(Saved entries)
================================

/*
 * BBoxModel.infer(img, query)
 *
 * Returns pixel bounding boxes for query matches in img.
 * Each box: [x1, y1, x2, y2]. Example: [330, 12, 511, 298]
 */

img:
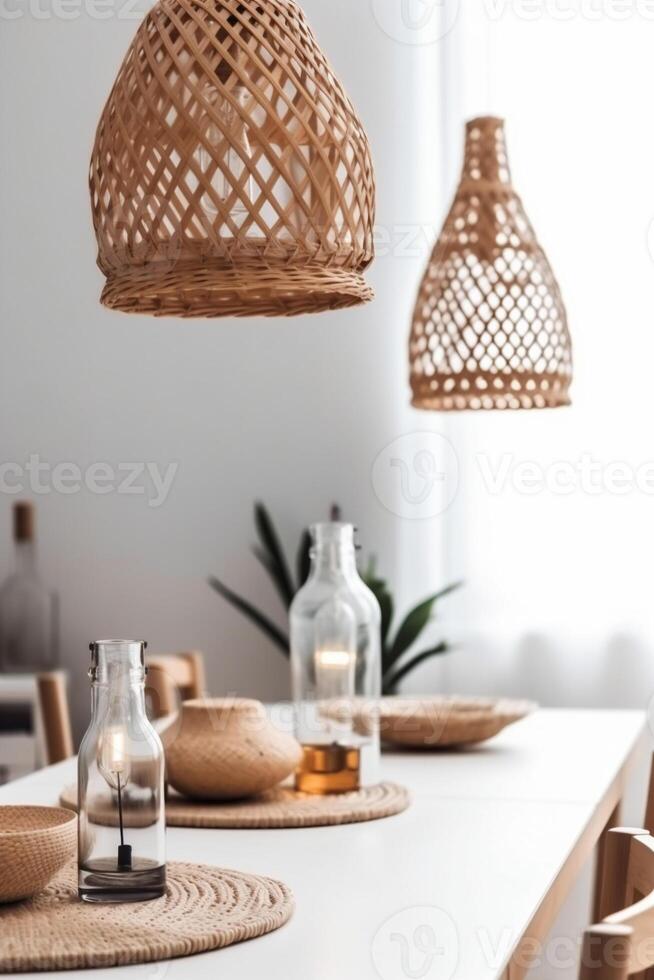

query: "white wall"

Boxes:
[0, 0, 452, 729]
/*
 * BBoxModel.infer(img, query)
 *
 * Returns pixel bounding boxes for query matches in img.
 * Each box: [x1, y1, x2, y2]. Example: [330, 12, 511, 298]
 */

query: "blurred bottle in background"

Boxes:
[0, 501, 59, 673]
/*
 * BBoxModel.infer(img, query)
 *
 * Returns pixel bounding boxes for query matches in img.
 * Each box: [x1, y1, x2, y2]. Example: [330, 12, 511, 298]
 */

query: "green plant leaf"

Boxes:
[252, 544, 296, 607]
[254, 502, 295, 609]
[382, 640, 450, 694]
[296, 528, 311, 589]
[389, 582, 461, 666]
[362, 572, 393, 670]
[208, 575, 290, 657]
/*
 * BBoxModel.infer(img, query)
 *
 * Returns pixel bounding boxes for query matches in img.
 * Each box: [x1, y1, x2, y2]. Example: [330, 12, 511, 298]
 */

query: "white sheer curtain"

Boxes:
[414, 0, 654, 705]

================================

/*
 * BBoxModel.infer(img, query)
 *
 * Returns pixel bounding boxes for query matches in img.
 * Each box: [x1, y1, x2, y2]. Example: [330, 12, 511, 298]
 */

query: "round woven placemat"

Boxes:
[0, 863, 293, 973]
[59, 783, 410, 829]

================================

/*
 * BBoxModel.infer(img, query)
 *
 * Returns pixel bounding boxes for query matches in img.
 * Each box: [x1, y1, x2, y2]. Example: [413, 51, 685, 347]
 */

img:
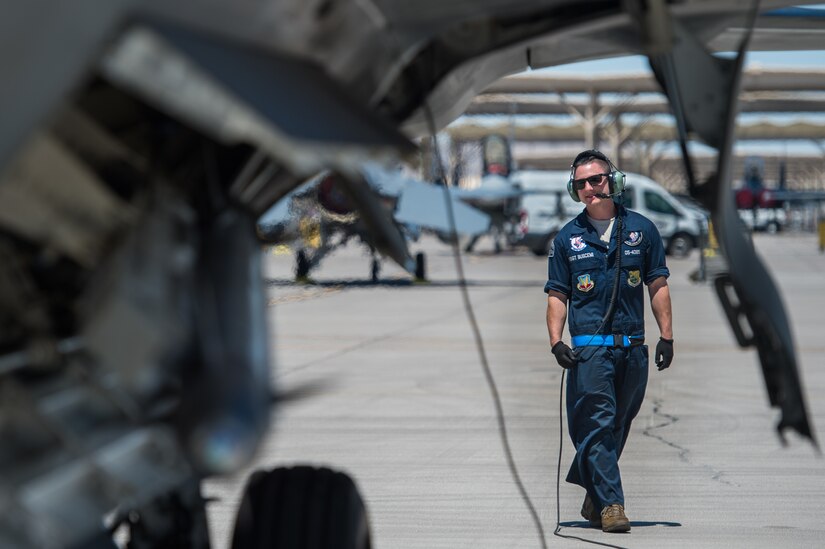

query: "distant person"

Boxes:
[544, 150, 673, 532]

================================

* **WORK INSTRUCTIONS**:
Gather every line of the data above that contains the word "white" and copy each one out in full.

* **COMPLETE OUTPUT**:
query: "white wall"
query: "white sheer curtain"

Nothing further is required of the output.